Revise the stretch of the Chapter 7 income limits text that begins at the words "The income the" and ends after "it in Texas.", putting "pay stub" in place of "paycheck".

- _Selected extract_
= = = = = = =

Wondering if you earn too much for Chapter 7? See the income limits by state, how the means test applies, and the other eligibility requirements.

5 min read · Last verified 2026-07-03

Chapter 7 has an income limit, but it is not one national number. The limit is your state's median income for your household size, and if you earn less than that, you pass the income part of the means test automatically. Earn more and you are not disqualified. You move to a second calculation that looks at what you have left after allowed expenses.

Chapter 7 Income Limits by State

The cutoff that matters is the median income published for your state and household size. These figures come from Census data and are used nationwide to apply the means test under 11 U.S.C. § 707(b). Because they track local incomes, the limit in a high-cost state can run tens of thousands of dollars above a lower-cost one for the same size household.

Here is how the current figures compare for the smallest and a mid-size household:

Chapter 7 median income limits, effective April 1, 2026
State1 person4 people
Mississippi$53,978$97,464
Texas$66,837$117,962
Florida$69,876$114,761
New York$73,272$139,040
California$79,253$139,071
Massachusetts$88,202$178,524

Larger households get more room. Once you pass four people, the limit rises by a fixed amount for each additional member.

Added to the limit per extra household member
$11,100

For each person beyond four. Effective April 1, 2026.

These numbers are updated periodically, and every state and territory has its own set. For your exact figure, check your state's page or run the am I eligible for a Chapter 7 bankruptcy quiz.

How the Median Income Comparison Works

The income the test uses is not last month's paycheck. It is your current monthly income, which is the average of everything you received over the six full calendar months before you file, multiplied by twelve. That average captures overtime, bonuses, and side income, so a single big month does not sink you and a recent job loss may not help until enough time has passed.

Two details trip people up. First, household size sets which column you compare against, and a larger household means a higher limit. Second, the figure is the median for your state, not the national average, so where you live changes the answer. A $75,000 income clears the one-person limit in Massachusetts but sits above it in Texas.

If your annualized income lands below your state's median, you pass this step and skip the expense math entirely. The full calculation, including how to add up your six-month average and count your household, is covered on our bankruptcy Chapter 7 means test guide.

What If Your Income Is Above the Limit

Being over the median is not a wall. It moves you to the second part of the means test, which subtracts a set of allowed living expenses from your income to find your disposable income. The allowances cover categories like food, apparel, housekeeping supplies, personal care, and out-of-pocket healthcare, using national and local standards rather than your actual spending. For a one-person household, for example, the national food allowance is $497 a month and out-of-pocket healthcare for someone under 65 is $84 a month.

After those and other deductions, if what remains is low enough, you still qualify for Chapter 7 even though you earn above the median. If it is high enough, the law presumes filing would be an abuse of Chapter 7, and you would generally look at a repayment plan instead. The full list of allowed expenses and the thresholds is detailed on the means test page.

= = = = = = =

- _Excerpted records_
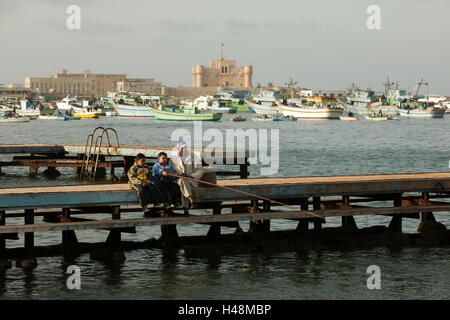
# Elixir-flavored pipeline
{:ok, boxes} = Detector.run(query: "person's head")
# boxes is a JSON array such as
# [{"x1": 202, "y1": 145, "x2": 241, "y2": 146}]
[
  {"x1": 136, "y1": 153, "x2": 145, "y2": 166},
  {"x1": 158, "y1": 152, "x2": 167, "y2": 164},
  {"x1": 177, "y1": 141, "x2": 187, "y2": 157}
]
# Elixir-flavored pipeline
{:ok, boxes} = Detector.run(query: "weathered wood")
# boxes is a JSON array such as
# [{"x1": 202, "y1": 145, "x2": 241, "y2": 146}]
[
  {"x1": 0, "y1": 204, "x2": 450, "y2": 234},
  {"x1": 0, "y1": 210, "x2": 6, "y2": 252},
  {"x1": 313, "y1": 197, "x2": 323, "y2": 233},
  {"x1": 106, "y1": 206, "x2": 122, "y2": 246},
  {"x1": 25, "y1": 209, "x2": 34, "y2": 254},
  {"x1": 207, "y1": 205, "x2": 222, "y2": 241},
  {"x1": 62, "y1": 208, "x2": 78, "y2": 247},
  {"x1": 342, "y1": 195, "x2": 358, "y2": 229},
  {"x1": 388, "y1": 194, "x2": 402, "y2": 233},
  {"x1": 296, "y1": 198, "x2": 309, "y2": 235}
]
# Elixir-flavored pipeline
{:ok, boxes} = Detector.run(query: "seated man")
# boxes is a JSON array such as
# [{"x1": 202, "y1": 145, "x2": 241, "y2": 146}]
[
  {"x1": 170, "y1": 141, "x2": 204, "y2": 214},
  {"x1": 152, "y1": 152, "x2": 181, "y2": 207},
  {"x1": 128, "y1": 153, "x2": 160, "y2": 212}
]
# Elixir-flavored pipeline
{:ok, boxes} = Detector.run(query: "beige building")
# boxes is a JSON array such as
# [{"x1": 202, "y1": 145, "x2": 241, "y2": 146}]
[
  {"x1": 0, "y1": 85, "x2": 31, "y2": 99},
  {"x1": 25, "y1": 70, "x2": 126, "y2": 96},
  {"x1": 116, "y1": 79, "x2": 162, "y2": 95},
  {"x1": 192, "y1": 58, "x2": 253, "y2": 89}
]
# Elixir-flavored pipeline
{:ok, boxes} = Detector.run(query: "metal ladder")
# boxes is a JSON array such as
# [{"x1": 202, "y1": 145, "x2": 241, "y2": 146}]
[{"x1": 79, "y1": 127, "x2": 120, "y2": 180}]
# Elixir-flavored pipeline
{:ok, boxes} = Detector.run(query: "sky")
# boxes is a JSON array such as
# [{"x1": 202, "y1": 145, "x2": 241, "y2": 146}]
[{"x1": 0, "y1": 0, "x2": 450, "y2": 96}]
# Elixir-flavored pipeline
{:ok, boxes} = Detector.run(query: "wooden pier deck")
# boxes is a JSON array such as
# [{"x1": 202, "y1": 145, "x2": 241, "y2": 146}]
[{"x1": 0, "y1": 172, "x2": 450, "y2": 262}]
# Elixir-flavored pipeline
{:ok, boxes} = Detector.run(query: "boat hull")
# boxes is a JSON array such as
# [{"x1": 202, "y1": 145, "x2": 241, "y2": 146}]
[
  {"x1": 207, "y1": 107, "x2": 237, "y2": 113},
  {"x1": 249, "y1": 102, "x2": 280, "y2": 116},
  {"x1": 153, "y1": 109, "x2": 223, "y2": 121},
  {"x1": 344, "y1": 104, "x2": 399, "y2": 116},
  {"x1": 280, "y1": 106, "x2": 344, "y2": 120},
  {"x1": 116, "y1": 104, "x2": 155, "y2": 118}
]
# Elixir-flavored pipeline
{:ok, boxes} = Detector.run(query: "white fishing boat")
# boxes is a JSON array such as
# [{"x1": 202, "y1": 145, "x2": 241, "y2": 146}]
[
  {"x1": 279, "y1": 97, "x2": 344, "y2": 120},
  {"x1": 208, "y1": 99, "x2": 237, "y2": 113},
  {"x1": 56, "y1": 95, "x2": 77, "y2": 110},
  {"x1": 398, "y1": 107, "x2": 445, "y2": 119},
  {"x1": 116, "y1": 103, "x2": 155, "y2": 118},
  {"x1": 38, "y1": 115, "x2": 58, "y2": 120},
  {"x1": 0, "y1": 117, "x2": 31, "y2": 123},
  {"x1": 247, "y1": 101, "x2": 281, "y2": 116},
  {"x1": 16, "y1": 100, "x2": 41, "y2": 119}
]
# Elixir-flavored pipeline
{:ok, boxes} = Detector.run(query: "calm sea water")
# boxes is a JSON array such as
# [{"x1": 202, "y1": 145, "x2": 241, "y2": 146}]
[{"x1": 0, "y1": 115, "x2": 450, "y2": 299}]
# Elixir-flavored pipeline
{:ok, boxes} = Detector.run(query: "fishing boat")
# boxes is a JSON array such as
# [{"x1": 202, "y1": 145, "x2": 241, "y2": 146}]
[
  {"x1": 38, "y1": 114, "x2": 58, "y2": 120},
  {"x1": 152, "y1": 105, "x2": 222, "y2": 121},
  {"x1": 339, "y1": 116, "x2": 358, "y2": 121},
  {"x1": 16, "y1": 100, "x2": 41, "y2": 120},
  {"x1": 247, "y1": 101, "x2": 280, "y2": 115},
  {"x1": 231, "y1": 115, "x2": 247, "y2": 122},
  {"x1": 364, "y1": 115, "x2": 389, "y2": 121},
  {"x1": 73, "y1": 111, "x2": 101, "y2": 119},
  {"x1": 279, "y1": 97, "x2": 344, "y2": 120},
  {"x1": 339, "y1": 85, "x2": 403, "y2": 116},
  {"x1": 56, "y1": 95, "x2": 78, "y2": 110},
  {"x1": 116, "y1": 103, "x2": 155, "y2": 118},
  {"x1": 208, "y1": 99, "x2": 237, "y2": 113},
  {"x1": 56, "y1": 114, "x2": 81, "y2": 121},
  {"x1": 252, "y1": 114, "x2": 273, "y2": 121},
  {"x1": 272, "y1": 114, "x2": 298, "y2": 121},
  {"x1": 0, "y1": 117, "x2": 31, "y2": 123},
  {"x1": 398, "y1": 107, "x2": 445, "y2": 119}
]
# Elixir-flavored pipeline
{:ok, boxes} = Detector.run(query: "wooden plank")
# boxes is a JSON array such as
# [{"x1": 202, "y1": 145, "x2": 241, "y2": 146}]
[{"x1": 0, "y1": 204, "x2": 450, "y2": 234}]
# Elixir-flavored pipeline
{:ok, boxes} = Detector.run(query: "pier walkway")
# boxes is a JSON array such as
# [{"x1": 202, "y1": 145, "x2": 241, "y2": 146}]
[{"x1": 0, "y1": 172, "x2": 450, "y2": 262}]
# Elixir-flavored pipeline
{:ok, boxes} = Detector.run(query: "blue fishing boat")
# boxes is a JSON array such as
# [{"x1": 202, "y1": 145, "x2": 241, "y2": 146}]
[
  {"x1": 339, "y1": 85, "x2": 398, "y2": 116},
  {"x1": 116, "y1": 103, "x2": 155, "y2": 118},
  {"x1": 208, "y1": 99, "x2": 237, "y2": 113}
]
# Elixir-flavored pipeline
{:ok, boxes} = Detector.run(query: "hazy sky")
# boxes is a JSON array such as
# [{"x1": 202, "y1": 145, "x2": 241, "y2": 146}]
[{"x1": 0, "y1": 0, "x2": 450, "y2": 95}]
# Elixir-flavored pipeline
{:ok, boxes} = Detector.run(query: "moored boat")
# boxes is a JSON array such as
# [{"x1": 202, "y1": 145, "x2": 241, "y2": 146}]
[
  {"x1": 208, "y1": 99, "x2": 237, "y2": 113},
  {"x1": 231, "y1": 115, "x2": 247, "y2": 122},
  {"x1": 0, "y1": 117, "x2": 31, "y2": 123},
  {"x1": 279, "y1": 97, "x2": 344, "y2": 120},
  {"x1": 153, "y1": 105, "x2": 222, "y2": 121},
  {"x1": 116, "y1": 103, "x2": 155, "y2": 118},
  {"x1": 339, "y1": 116, "x2": 358, "y2": 121}
]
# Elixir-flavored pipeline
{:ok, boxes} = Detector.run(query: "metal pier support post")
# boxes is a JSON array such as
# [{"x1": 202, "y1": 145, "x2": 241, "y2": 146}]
[
  {"x1": 16, "y1": 209, "x2": 37, "y2": 269},
  {"x1": 295, "y1": 197, "x2": 309, "y2": 235},
  {"x1": 420, "y1": 192, "x2": 436, "y2": 222},
  {"x1": 388, "y1": 193, "x2": 402, "y2": 233},
  {"x1": 342, "y1": 196, "x2": 358, "y2": 229},
  {"x1": 25, "y1": 209, "x2": 34, "y2": 255},
  {"x1": 0, "y1": 210, "x2": 6, "y2": 257},
  {"x1": 206, "y1": 205, "x2": 222, "y2": 241},
  {"x1": 313, "y1": 197, "x2": 323, "y2": 233},
  {"x1": 262, "y1": 200, "x2": 270, "y2": 232},
  {"x1": 106, "y1": 206, "x2": 122, "y2": 247},
  {"x1": 62, "y1": 208, "x2": 78, "y2": 247}
]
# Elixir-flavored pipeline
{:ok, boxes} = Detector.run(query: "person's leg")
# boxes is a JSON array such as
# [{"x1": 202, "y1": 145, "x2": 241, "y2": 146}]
[
  {"x1": 167, "y1": 182, "x2": 181, "y2": 205},
  {"x1": 147, "y1": 184, "x2": 161, "y2": 204},
  {"x1": 133, "y1": 184, "x2": 148, "y2": 209},
  {"x1": 158, "y1": 182, "x2": 170, "y2": 205}
]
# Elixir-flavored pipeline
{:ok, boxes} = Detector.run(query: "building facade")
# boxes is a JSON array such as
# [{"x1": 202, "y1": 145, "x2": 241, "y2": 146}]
[
  {"x1": 25, "y1": 70, "x2": 126, "y2": 96},
  {"x1": 116, "y1": 78, "x2": 162, "y2": 95},
  {"x1": 192, "y1": 58, "x2": 253, "y2": 89}
]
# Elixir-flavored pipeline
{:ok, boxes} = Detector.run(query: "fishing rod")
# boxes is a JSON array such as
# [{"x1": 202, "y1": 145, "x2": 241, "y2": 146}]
[{"x1": 167, "y1": 172, "x2": 325, "y2": 220}]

= = = = = = =

- _Task answer_
The income the test uses is not last month's pay stub. It is your current monthly income, which is the average of everything you received over the six full calendar months before you file, multiplied by twelve. That average captures overtime, bonuses, and side income, so a single big month does not sink you and a recent job loss may not help until enough time has passed.

Two details trip people up. First, household size sets which column you compare against, and a larger household means a higher limit. Second, the figure is the median for your state, not the national average, so where you live changes the answer. A $75,000 income clears the one-person limit in Massachusetts but sits above it in Texas.